Transcribe everything from the beginning of the material down to and including the line that contains "x=383 y=313", keeping every line unchanged.

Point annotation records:
• • • •
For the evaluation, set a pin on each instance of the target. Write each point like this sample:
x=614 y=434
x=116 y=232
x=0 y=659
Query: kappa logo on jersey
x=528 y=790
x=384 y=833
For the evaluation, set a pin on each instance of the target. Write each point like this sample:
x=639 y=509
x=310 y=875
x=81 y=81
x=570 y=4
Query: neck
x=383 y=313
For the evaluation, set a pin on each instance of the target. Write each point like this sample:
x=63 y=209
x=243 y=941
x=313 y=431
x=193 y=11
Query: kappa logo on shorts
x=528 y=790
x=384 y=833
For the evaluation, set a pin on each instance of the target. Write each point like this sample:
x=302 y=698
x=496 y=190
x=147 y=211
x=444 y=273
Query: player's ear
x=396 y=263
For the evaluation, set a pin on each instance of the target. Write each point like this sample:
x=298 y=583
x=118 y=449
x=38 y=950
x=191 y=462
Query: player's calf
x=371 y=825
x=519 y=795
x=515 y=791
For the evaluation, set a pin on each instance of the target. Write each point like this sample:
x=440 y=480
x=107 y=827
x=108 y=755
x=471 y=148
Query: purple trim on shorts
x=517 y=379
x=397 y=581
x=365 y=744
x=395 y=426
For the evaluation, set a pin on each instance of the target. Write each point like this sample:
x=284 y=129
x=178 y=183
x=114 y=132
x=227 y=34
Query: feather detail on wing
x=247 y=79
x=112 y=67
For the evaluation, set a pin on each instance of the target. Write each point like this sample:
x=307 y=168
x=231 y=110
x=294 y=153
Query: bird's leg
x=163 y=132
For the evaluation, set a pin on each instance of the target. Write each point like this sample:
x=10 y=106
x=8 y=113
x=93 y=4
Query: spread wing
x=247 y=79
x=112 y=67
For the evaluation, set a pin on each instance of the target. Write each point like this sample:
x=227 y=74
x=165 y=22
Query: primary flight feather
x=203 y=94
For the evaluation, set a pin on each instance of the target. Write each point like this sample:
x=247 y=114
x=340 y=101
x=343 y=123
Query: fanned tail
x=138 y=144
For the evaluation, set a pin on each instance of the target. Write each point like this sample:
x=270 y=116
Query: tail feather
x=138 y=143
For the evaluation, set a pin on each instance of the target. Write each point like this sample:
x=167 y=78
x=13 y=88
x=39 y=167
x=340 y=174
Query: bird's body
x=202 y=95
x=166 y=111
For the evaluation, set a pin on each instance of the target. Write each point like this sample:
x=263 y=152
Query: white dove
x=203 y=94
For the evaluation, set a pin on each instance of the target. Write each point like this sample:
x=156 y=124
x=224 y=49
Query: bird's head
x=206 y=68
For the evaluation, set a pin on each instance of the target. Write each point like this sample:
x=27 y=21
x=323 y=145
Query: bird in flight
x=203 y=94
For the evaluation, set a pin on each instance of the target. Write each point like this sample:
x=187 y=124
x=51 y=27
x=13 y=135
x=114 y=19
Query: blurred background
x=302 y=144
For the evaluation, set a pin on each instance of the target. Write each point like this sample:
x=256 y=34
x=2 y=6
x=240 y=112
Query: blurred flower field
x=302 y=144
• • • •
- Result of this task -
For the evaluation, set a pin on each instance of the target. Write each point like this sample:
x=614 y=434
x=116 y=232
x=0 y=659
Query: kappa logo on jersey
x=528 y=790
x=384 y=833
For the evaluation, set a pin on each instance of the target. Write each point like this sample:
x=639 y=509
x=310 y=875
x=81 y=81
x=570 y=4
Query: neck
x=383 y=313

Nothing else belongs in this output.